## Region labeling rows
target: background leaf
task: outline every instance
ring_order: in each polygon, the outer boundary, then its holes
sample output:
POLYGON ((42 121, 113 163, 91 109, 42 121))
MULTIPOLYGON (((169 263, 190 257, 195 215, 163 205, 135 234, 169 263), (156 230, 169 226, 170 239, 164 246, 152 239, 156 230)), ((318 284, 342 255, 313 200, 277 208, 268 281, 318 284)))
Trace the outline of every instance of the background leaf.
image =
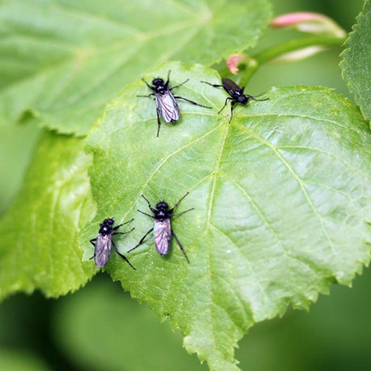
POLYGON ((95 212, 82 139, 45 133, 23 186, 0 220, 0 298, 40 289, 58 296, 96 271, 82 262, 77 232, 95 212))
POLYGON ((179 331, 174 334, 169 324, 160 323, 147 305, 139 306, 128 293, 123 295, 119 285, 105 275, 66 298, 53 313, 54 337, 79 369, 207 370, 182 348, 179 331))
POLYGON ((371 119, 371 4, 365 2, 357 24, 345 42, 340 65, 343 77, 361 108, 364 118, 371 119))
POLYGON ((350 285, 370 258, 369 129, 358 109, 323 88, 273 88, 270 100, 220 115, 226 95, 201 83, 220 78, 199 65, 167 64, 145 76, 165 76, 177 94, 211 110, 180 102, 182 116, 163 124, 156 137, 155 103, 141 82, 108 106, 88 139, 90 171, 98 204, 80 241, 91 256, 89 236, 106 215, 135 217, 135 231, 122 251, 151 227, 140 197, 178 211, 195 210, 173 225, 188 255, 173 241, 168 256, 153 239, 117 259, 114 279, 162 318, 180 327, 184 344, 213 370, 236 370, 233 347, 255 322, 308 308, 337 281, 350 285), (109 164, 108 166, 108 164, 109 164))
POLYGON ((270 15, 267 0, 1 1, 0 122, 85 134, 143 71, 253 46, 270 15))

## EXERCISE OBJECTIVE
Print every row above word for word, leaving out the images.

## TASK RESPONSE
target: background leaf
task: outline every instance
ring_order: in each polygon, the outer boundary, then its holes
sample output:
POLYGON ((42 121, 113 163, 91 109, 42 121))
MULTIPOLYGON (((169 263, 190 257, 195 215, 163 205, 135 234, 169 263), (156 230, 169 226, 170 239, 164 246, 152 239, 156 230)), ((318 284, 342 255, 313 200, 277 208, 268 281, 318 284)))
Trace the outline of every instance of the background leaf.
image =
POLYGON ((95 212, 82 139, 45 133, 23 186, 0 220, 0 298, 40 289, 58 296, 96 271, 82 262, 77 232, 95 212))
POLYGON ((179 331, 174 334, 169 324, 160 323, 147 305, 139 306, 128 293, 123 295, 119 285, 105 275, 66 298, 53 313, 54 337, 79 369, 207 370, 182 348, 179 331))
POLYGON ((371 119, 371 4, 365 2, 357 24, 345 42, 340 65, 343 77, 361 108, 364 118, 371 119))
POLYGON ((350 285, 370 258, 369 129, 358 109, 323 88, 273 88, 270 100, 220 115, 226 95, 201 83, 220 78, 199 65, 167 64, 145 76, 165 76, 177 94, 211 110, 180 102, 182 116, 163 124, 156 137, 155 103, 141 82, 108 106, 88 139, 90 171, 98 204, 80 241, 91 256, 89 236, 106 215, 135 217, 135 231, 122 251, 151 227, 140 197, 178 211, 195 210, 173 225, 188 255, 173 241, 168 256, 153 239, 117 259, 114 279, 162 318, 180 327, 184 344, 213 370, 236 370, 233 347, 255 322, 308 308, 337 281, 350 285), (109 164, 108 166, 108 164, 109 164))
POLYGON ((270 15, 267 0, 1 1, 0 122, 85 134, 143 71, 253 46, 270 15))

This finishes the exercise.